- _Provided text_:
<<<<

# yay we found my dog!



## flamingo (Nov 5, 2005)

WEll, last night my pomeranian got out 3 times! The third time we couldn't find her and it was 10 o clock. I went to bed and felt like crap.....well this morning I got a message at school saying call my mom. I did and she said they found her!!! She was taken to the humane society ( omg ours is a little dinky garage like thing..trying to volunteer there soon) and they had to pay 30 bucks to get her. They practically were excited for us to take her..they said she wouldn't stop howling lol.

BUT IM SO HAPPY SHES BACK! I got home and she was laying there and shes like oh god..is it really you?!? She practically layed on top of me trying to lick me hahah...ah well theres my heartfelt story of the year...


----------



## msdolittle (Mar 4, 2006)

Aww, thats great news!!! My heart would stop if I lost my doggies!


----------



## lohachata (Jan 27, 2006)

that is great news flam..i know that you were very upset last night.i am sure that you are much relieved.


----------



## goodie (Sep 2, 2005)

Thats a really crappy feeling when your dog is lost huh. Glad your back together. I hate to think about if my dog ran off.

Have any pics of the little bugger? 

Heres mineVVV


----------



## dolphinkid (Jan 26, 2006)

Hehe, yaaayyyyy!!!! :fun: :fun: Gosh, I would be soooo sad if i lost my dogs, gosh that'd be awful....... Never had the dogs escape though.... but have had the horses get out a couple times rofl...... *once was actually my fault cause i didnt latch the gate all the way..  *lol.....but horses are pretty easy to catch when there is food around...... well..... sometimes... lol  

hehe ttyl, amanda


----------



## Gunnie (Jan 20, 2005)

>>>>

- _Tasks_:
1. In the forum thread about the lost pomeranian, how much did the family have to pay the humane society to get the dog back?
2. Carry on the forum thread about the lost pomeranian, starting after its final line.

- _Supplied records_:
<<<<

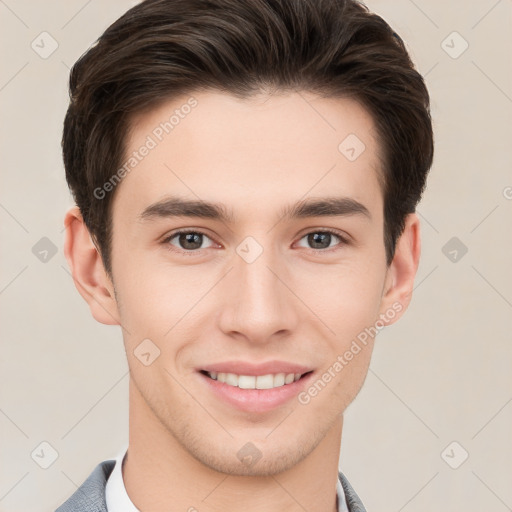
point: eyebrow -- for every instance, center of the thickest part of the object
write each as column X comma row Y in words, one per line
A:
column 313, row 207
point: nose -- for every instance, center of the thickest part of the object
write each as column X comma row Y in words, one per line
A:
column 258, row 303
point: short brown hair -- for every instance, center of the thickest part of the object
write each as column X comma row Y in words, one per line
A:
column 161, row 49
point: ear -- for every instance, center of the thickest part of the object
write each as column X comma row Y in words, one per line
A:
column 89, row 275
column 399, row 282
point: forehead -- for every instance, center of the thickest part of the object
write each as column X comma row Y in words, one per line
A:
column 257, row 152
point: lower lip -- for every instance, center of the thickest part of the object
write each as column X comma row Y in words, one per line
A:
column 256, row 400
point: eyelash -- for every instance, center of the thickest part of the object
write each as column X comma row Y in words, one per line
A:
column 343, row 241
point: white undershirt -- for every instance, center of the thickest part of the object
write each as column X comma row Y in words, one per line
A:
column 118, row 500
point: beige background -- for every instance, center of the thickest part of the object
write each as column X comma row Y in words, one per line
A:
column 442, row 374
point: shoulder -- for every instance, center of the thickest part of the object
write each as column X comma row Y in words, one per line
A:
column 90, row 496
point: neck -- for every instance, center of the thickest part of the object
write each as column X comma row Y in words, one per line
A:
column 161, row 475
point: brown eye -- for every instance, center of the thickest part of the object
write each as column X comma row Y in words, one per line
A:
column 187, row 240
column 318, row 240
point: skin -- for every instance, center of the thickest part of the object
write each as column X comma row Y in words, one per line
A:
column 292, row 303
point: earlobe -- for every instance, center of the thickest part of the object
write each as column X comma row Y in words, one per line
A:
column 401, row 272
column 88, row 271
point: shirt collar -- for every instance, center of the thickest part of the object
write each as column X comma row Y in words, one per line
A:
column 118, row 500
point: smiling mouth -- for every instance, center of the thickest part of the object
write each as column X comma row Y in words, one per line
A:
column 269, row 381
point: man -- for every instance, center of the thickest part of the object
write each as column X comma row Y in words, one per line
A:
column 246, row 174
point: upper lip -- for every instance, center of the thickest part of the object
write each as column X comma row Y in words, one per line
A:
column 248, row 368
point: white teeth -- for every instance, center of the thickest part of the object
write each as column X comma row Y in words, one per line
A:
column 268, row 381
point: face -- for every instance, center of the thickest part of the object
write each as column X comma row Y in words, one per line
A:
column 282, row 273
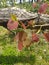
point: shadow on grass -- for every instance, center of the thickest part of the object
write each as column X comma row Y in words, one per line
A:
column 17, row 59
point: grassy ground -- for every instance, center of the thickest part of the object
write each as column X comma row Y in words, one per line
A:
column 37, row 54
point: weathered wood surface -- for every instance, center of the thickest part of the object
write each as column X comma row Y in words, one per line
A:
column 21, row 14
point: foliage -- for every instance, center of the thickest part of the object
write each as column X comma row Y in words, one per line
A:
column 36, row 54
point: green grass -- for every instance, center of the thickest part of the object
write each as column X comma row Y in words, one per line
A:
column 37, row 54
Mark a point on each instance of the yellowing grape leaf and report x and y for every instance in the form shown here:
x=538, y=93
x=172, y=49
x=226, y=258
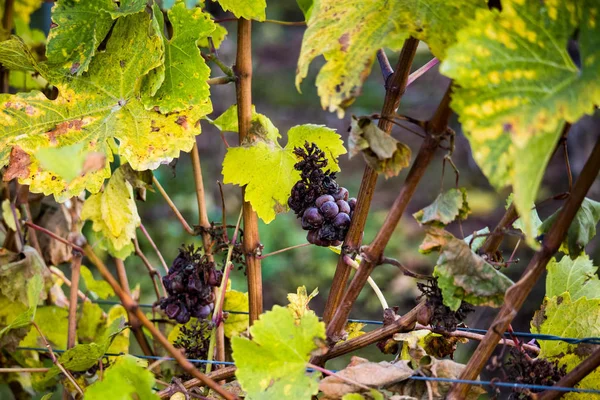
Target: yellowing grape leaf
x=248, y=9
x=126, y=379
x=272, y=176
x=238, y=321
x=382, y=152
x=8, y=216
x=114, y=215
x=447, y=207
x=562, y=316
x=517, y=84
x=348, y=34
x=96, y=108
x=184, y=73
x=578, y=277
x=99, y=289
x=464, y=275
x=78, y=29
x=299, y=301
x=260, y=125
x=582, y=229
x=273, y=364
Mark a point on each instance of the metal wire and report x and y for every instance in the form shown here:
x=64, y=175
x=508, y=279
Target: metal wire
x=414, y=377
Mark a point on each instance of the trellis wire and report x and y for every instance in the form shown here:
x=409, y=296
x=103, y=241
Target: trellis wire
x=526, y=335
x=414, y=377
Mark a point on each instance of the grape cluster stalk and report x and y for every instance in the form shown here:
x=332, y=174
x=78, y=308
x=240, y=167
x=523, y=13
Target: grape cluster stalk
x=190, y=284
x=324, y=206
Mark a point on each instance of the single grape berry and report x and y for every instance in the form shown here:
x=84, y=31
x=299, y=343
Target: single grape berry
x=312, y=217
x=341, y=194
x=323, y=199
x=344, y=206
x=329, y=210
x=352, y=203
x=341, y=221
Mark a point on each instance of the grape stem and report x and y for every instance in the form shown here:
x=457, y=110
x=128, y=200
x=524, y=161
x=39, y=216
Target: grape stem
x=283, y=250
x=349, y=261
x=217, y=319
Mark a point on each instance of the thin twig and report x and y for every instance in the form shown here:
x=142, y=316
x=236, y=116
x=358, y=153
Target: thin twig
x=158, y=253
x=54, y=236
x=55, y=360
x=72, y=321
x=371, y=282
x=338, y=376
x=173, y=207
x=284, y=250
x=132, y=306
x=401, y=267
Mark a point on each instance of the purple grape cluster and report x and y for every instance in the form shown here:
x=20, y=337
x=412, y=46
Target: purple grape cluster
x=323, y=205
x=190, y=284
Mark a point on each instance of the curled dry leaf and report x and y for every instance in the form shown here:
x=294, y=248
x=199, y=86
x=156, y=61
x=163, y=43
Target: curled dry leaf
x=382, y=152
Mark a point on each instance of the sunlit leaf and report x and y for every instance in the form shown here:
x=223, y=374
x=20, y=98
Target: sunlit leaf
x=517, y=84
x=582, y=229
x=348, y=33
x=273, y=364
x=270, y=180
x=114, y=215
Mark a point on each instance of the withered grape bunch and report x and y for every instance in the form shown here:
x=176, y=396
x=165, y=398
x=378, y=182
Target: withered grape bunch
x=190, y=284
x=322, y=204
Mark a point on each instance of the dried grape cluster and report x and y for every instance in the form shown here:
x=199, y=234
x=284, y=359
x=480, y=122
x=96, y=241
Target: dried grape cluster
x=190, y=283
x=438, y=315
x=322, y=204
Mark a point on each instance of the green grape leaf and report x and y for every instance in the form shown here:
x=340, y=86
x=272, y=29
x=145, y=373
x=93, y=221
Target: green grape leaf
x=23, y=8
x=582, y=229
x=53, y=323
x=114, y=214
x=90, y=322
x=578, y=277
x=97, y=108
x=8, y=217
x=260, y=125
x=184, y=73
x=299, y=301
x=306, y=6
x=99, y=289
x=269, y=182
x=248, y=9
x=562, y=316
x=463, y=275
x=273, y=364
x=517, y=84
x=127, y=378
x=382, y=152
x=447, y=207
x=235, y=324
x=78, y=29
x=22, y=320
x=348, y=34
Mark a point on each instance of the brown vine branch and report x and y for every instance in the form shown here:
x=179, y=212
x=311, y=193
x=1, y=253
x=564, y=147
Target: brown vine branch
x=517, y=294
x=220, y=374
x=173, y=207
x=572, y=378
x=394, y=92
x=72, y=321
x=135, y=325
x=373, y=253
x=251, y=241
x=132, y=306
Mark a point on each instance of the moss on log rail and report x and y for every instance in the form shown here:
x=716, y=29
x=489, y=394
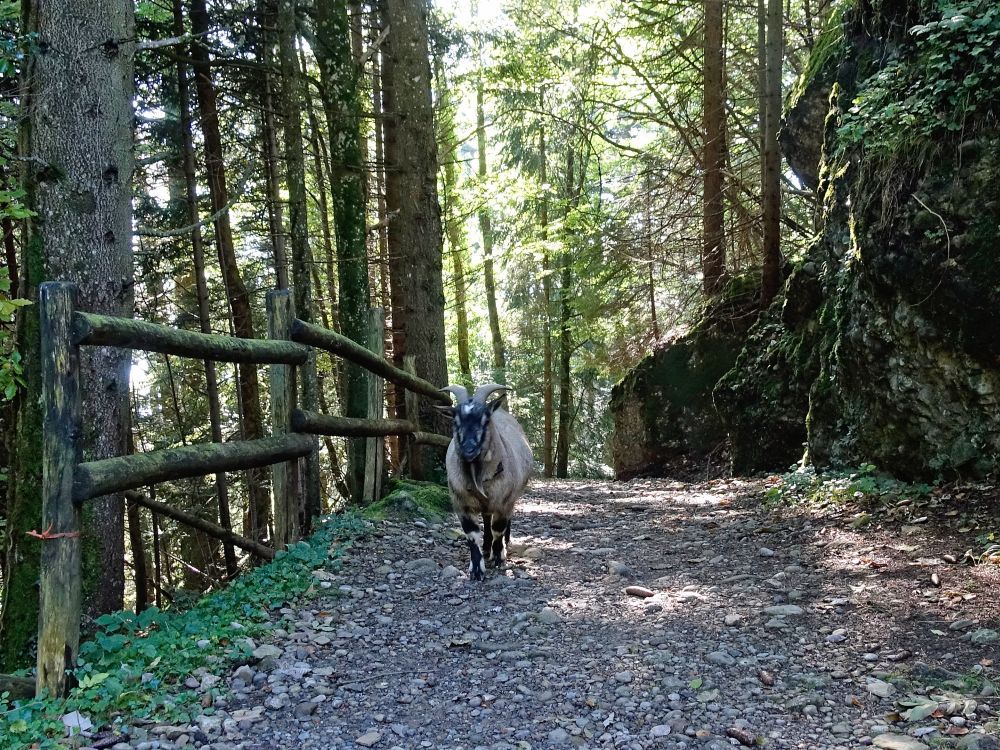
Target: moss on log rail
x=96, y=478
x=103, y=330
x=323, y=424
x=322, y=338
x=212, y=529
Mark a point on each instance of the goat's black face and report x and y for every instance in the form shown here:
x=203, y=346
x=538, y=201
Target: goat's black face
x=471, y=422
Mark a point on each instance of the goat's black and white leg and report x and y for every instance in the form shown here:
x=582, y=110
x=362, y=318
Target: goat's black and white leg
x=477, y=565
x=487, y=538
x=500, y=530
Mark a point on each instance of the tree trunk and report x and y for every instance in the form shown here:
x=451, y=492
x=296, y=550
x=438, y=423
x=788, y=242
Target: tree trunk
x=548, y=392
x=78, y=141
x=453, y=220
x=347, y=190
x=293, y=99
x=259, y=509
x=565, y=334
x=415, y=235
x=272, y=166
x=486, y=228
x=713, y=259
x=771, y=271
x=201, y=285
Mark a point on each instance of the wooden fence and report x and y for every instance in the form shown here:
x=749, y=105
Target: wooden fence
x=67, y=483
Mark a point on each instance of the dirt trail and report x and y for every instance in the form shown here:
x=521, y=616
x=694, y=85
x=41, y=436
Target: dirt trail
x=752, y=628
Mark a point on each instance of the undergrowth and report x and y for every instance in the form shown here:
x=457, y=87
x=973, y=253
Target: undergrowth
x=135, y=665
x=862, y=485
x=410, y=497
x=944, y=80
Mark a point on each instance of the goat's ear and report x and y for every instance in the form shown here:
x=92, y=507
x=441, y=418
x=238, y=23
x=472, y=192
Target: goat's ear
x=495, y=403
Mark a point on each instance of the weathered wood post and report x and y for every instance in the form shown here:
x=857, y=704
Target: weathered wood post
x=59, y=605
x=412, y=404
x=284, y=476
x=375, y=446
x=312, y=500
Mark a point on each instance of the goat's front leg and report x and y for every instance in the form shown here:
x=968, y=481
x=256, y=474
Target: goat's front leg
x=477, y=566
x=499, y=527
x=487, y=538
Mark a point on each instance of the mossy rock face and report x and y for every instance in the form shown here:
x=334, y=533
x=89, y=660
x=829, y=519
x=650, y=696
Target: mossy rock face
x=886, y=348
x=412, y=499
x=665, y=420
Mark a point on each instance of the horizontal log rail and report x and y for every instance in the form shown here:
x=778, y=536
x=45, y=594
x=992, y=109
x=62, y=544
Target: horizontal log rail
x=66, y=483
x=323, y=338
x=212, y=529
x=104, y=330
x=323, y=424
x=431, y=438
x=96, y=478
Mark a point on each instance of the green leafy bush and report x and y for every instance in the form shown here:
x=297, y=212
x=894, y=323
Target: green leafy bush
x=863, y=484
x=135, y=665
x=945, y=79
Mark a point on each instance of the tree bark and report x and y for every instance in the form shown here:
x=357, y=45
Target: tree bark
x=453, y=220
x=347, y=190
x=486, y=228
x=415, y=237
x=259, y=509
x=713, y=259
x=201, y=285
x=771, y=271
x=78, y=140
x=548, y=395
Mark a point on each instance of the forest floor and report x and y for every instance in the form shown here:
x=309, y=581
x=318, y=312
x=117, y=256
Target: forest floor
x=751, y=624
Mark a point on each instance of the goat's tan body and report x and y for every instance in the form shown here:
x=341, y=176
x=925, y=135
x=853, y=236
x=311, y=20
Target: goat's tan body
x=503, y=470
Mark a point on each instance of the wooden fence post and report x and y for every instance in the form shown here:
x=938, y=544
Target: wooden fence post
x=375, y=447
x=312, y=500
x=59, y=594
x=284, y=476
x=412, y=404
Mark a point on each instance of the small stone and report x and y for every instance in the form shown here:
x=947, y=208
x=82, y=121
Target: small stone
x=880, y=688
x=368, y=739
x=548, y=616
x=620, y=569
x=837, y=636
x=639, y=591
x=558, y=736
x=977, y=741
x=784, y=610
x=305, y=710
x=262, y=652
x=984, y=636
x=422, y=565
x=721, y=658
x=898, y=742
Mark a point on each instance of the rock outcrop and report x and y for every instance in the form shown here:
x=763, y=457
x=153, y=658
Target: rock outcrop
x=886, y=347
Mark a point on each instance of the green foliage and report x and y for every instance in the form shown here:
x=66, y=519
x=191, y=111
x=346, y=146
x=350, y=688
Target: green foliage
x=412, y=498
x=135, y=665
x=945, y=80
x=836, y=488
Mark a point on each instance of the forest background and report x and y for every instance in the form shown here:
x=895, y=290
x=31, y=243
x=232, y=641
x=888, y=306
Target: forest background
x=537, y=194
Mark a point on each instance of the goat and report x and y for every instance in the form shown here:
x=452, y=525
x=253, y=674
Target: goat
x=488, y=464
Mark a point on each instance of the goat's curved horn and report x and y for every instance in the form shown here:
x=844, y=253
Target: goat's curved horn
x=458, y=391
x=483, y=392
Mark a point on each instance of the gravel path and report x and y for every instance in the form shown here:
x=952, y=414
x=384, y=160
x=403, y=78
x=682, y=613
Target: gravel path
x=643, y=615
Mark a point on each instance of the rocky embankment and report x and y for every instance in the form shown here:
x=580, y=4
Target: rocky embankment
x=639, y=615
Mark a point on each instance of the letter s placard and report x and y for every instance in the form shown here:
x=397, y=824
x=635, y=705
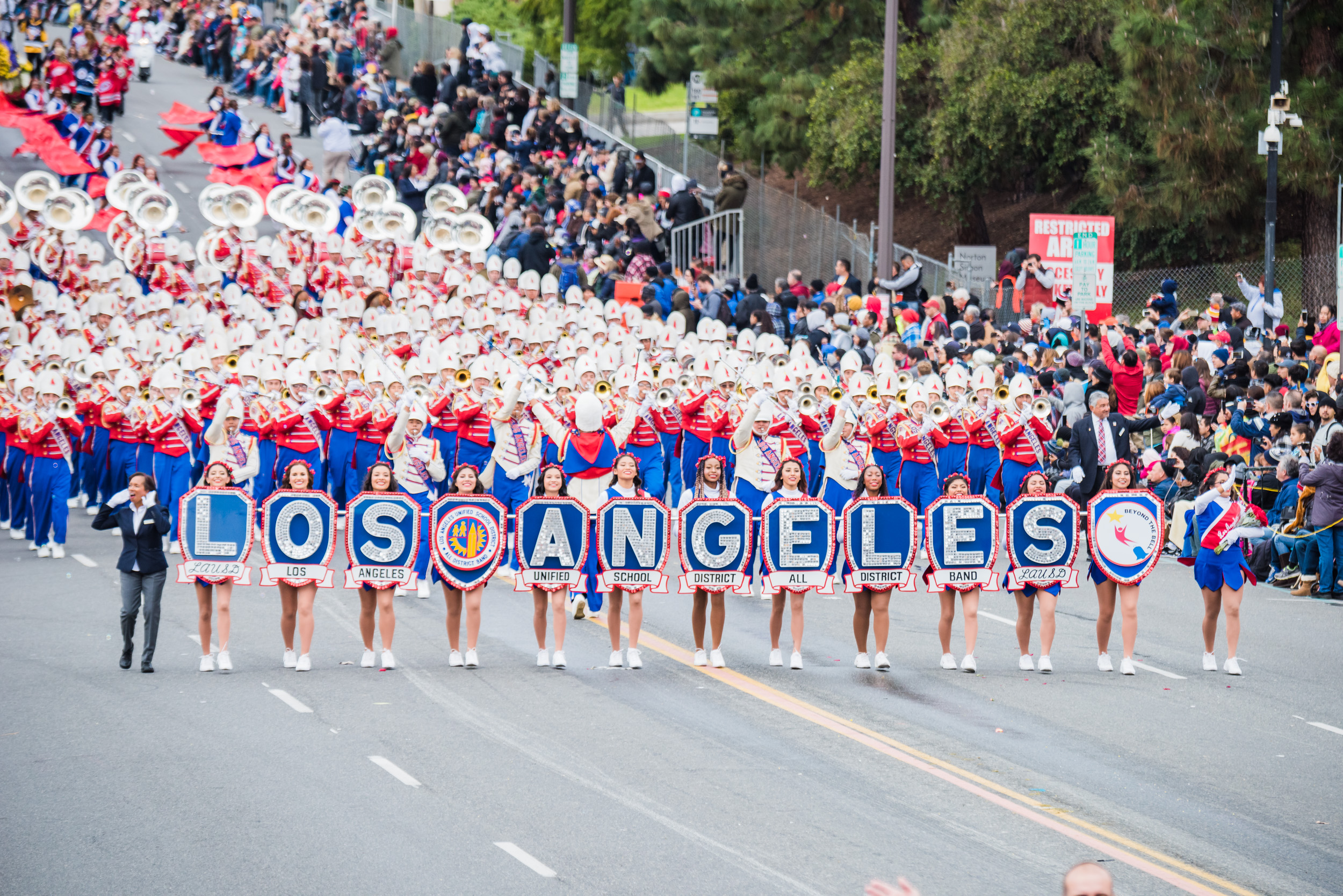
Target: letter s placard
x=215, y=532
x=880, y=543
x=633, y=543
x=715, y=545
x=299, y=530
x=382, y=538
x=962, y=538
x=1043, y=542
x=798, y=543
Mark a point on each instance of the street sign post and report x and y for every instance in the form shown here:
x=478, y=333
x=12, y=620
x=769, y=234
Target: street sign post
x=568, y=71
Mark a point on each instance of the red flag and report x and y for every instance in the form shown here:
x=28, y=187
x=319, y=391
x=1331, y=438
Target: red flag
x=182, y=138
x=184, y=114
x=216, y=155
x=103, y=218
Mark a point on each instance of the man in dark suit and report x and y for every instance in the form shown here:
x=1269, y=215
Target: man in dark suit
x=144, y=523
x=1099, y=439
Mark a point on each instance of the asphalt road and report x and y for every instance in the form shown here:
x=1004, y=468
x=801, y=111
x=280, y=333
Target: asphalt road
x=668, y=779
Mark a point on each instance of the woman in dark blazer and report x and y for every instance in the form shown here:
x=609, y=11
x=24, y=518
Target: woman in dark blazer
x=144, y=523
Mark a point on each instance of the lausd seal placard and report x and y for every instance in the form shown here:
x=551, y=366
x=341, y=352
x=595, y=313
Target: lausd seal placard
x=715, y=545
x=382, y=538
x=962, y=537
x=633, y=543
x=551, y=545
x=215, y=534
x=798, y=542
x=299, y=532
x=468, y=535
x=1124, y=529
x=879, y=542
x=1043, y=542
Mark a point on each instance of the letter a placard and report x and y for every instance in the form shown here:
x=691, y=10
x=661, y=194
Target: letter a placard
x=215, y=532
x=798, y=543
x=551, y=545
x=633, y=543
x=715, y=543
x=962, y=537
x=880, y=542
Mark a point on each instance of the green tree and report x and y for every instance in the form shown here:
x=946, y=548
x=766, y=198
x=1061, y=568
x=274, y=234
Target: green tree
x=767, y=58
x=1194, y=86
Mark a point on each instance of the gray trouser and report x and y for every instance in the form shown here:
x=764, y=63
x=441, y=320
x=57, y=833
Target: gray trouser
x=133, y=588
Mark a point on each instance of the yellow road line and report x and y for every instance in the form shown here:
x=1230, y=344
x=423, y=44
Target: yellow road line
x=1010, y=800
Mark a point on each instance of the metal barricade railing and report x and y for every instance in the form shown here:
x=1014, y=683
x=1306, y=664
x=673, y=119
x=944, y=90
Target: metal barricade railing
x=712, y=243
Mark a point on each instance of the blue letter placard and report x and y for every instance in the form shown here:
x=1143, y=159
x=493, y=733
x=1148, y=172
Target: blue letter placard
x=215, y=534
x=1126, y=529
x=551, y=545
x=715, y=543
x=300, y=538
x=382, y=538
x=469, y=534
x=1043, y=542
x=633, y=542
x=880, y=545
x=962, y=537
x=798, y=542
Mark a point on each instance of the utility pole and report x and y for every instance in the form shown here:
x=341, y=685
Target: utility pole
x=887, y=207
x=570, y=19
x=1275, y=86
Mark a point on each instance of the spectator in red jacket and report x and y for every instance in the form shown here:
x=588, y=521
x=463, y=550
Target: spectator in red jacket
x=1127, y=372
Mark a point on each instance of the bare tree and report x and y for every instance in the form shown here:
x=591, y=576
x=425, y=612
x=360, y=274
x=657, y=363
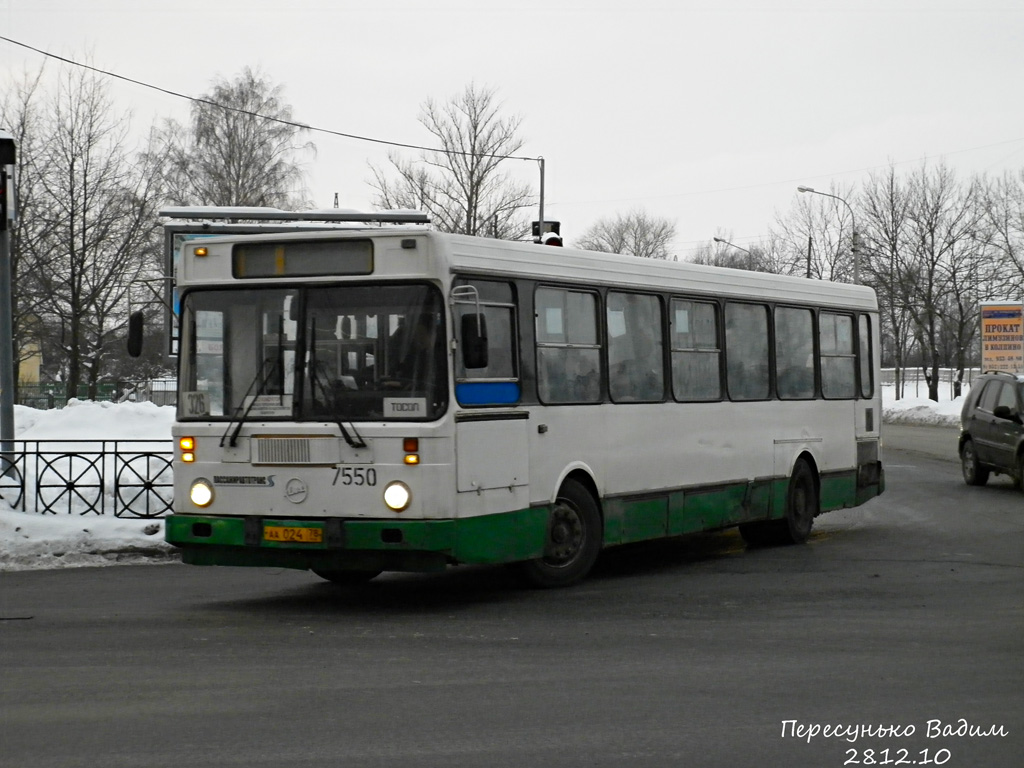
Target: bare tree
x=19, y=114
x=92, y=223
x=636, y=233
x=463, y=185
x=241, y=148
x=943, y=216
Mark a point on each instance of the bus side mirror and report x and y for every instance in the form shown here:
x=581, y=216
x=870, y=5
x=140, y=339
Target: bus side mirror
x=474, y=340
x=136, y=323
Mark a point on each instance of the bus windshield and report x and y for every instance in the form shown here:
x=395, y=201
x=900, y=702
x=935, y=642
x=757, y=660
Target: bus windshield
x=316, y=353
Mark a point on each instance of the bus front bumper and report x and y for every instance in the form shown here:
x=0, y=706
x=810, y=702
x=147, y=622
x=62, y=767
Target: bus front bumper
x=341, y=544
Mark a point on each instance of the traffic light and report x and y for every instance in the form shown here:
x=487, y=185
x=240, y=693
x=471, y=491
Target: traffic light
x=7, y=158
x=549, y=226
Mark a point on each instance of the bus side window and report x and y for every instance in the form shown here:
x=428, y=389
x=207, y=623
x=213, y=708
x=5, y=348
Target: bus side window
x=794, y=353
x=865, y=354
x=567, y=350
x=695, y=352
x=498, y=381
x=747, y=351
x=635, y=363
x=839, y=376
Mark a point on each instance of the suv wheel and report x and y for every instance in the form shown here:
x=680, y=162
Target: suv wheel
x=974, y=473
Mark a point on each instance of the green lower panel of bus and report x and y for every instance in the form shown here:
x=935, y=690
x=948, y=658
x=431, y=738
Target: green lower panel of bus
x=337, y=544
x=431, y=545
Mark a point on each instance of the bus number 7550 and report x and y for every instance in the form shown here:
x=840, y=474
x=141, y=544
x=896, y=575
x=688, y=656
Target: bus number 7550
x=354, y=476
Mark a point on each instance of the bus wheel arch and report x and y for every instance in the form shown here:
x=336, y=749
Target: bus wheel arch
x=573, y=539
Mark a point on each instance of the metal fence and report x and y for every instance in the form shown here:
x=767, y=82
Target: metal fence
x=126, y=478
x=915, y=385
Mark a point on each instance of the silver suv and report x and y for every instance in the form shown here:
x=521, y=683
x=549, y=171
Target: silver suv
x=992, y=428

>>>>

- _Final answers_:
1. They paid 30 bucks.

2.
Excellent! I don't know what I'd do if I lost one of my babies!


----------



## flamingo (Nov 5, 2005)

lol thanks all. This is the only pic I have of her right now!


----------



## Ringo (Apr 10, 2006)

know the feeling when dogs get out goody, are dogs get out quite enough.
we own beagles and man the like to run...
happy you got your dog back, i lost one a little over a year ago my favorite dog too


----------



## craftyflalady (Jan 25, 2006)

*Woooo Hooooo*

So glad you found your doggie....I was really pulling for you!! 

Here's my girls...don't know what I would do without them...


----------



## craftyflalady (Jan 25, 2006)

opps....sorry about the size...

note to self....shrink first.....;-)


----------



## fish_doc (Jan 31, 2005)

WOW lifesize photos. LOL

Glad you found your little guy alive. Could have turned out pretty bad.


----------



## leveldrummer (May 27, 2005)

here is the latest addition to my family...


----------



## flamingo (Nov 5, 2005)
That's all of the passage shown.